The answer must consist of every line from the data that holds the string "glasses".

Start of Material for this exercise

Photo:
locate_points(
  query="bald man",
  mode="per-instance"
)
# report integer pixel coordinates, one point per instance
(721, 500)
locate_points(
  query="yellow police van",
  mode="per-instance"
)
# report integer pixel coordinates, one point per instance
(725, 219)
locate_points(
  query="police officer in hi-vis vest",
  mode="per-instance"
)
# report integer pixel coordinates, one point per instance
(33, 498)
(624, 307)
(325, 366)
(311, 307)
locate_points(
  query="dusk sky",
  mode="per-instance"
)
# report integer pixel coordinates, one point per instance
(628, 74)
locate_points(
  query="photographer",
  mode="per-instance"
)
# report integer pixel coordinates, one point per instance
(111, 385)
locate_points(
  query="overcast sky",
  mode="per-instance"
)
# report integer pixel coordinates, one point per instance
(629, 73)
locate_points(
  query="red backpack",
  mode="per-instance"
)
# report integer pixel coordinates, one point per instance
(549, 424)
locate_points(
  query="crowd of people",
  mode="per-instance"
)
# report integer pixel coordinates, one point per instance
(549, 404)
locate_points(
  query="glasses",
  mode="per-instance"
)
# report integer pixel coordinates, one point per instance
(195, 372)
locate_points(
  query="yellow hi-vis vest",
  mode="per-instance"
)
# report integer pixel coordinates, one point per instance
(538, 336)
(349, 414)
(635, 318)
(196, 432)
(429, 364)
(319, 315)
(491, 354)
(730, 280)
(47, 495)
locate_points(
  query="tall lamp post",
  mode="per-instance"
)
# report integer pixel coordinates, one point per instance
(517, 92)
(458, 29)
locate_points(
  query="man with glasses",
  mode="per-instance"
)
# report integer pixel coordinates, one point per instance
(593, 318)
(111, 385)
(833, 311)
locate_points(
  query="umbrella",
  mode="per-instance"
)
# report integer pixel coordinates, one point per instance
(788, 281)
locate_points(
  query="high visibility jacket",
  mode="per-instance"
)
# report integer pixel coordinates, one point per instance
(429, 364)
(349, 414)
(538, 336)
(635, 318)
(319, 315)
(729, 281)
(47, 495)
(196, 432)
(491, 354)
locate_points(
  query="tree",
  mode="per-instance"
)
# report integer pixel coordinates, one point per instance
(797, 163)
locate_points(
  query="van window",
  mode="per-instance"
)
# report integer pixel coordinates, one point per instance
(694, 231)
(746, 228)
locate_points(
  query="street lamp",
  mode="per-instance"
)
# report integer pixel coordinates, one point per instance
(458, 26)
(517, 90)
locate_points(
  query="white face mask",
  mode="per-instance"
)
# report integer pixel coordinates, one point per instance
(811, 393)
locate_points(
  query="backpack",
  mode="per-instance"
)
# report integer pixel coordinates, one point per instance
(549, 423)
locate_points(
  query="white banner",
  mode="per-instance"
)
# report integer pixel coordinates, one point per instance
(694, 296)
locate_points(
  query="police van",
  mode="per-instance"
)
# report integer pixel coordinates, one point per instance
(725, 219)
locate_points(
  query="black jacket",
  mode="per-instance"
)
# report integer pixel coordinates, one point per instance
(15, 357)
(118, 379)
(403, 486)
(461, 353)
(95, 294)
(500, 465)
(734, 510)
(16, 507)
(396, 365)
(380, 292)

End of Material for this exercise
Start of Material for this exercise

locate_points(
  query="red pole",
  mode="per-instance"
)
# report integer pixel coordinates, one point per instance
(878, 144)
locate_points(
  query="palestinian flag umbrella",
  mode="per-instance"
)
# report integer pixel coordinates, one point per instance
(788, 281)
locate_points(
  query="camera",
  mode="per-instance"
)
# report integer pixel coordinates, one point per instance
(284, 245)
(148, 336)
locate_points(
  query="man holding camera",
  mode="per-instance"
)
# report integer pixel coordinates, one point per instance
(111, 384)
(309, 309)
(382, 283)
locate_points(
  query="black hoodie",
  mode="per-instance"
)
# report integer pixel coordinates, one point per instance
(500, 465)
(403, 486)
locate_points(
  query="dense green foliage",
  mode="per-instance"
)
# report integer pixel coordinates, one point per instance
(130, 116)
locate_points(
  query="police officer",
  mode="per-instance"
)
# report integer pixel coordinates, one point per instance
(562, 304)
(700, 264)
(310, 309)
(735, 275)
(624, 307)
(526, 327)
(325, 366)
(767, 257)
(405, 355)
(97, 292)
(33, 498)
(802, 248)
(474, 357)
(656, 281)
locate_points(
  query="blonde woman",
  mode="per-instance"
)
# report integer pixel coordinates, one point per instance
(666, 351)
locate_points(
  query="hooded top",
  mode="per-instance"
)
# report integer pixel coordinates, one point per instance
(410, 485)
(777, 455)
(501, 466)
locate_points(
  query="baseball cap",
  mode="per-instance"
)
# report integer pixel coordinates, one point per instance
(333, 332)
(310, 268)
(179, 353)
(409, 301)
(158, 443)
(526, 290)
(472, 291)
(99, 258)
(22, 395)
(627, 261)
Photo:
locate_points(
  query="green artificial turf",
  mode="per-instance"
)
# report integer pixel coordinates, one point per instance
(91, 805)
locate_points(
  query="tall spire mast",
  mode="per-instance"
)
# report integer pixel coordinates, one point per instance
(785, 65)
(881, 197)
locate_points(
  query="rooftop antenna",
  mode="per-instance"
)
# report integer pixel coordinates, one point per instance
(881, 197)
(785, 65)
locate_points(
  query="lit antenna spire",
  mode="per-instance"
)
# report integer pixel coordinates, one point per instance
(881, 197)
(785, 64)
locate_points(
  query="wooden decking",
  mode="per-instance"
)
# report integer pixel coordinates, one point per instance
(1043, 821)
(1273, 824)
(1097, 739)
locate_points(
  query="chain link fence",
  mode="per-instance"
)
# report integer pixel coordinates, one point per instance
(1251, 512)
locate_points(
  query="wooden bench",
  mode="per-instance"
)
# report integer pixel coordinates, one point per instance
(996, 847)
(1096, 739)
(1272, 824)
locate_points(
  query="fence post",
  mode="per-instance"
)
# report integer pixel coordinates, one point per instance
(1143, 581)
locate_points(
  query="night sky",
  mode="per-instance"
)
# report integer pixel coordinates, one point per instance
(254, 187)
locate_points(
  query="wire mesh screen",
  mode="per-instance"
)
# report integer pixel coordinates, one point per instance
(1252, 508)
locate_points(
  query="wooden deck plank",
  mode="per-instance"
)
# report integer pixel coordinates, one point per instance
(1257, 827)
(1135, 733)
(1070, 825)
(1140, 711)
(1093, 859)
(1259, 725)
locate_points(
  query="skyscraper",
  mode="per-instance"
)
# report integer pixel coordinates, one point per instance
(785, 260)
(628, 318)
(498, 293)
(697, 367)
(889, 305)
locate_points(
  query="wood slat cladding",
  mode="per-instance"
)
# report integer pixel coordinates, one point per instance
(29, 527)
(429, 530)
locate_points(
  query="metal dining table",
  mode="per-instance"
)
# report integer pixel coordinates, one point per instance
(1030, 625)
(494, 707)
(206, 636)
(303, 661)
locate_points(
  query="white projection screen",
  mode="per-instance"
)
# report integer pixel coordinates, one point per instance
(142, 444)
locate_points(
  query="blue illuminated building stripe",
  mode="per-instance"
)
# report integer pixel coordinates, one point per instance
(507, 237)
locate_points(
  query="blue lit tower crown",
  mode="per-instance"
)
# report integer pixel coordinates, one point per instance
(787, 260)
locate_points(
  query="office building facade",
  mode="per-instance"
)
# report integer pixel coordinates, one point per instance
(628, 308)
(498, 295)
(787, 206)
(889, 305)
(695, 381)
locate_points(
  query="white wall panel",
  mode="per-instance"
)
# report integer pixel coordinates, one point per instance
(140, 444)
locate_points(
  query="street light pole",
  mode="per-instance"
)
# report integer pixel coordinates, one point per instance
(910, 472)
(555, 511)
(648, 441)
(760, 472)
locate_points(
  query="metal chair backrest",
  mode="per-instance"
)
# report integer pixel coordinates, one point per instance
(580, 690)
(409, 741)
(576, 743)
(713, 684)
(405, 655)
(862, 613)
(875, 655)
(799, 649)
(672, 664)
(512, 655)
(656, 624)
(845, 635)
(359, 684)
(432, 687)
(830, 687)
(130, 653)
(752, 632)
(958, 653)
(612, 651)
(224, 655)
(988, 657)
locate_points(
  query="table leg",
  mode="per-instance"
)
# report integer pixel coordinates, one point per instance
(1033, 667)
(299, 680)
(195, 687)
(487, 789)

End of Material for this exercise

• **Your response**:
  query="glasses",
  query="man with glasses",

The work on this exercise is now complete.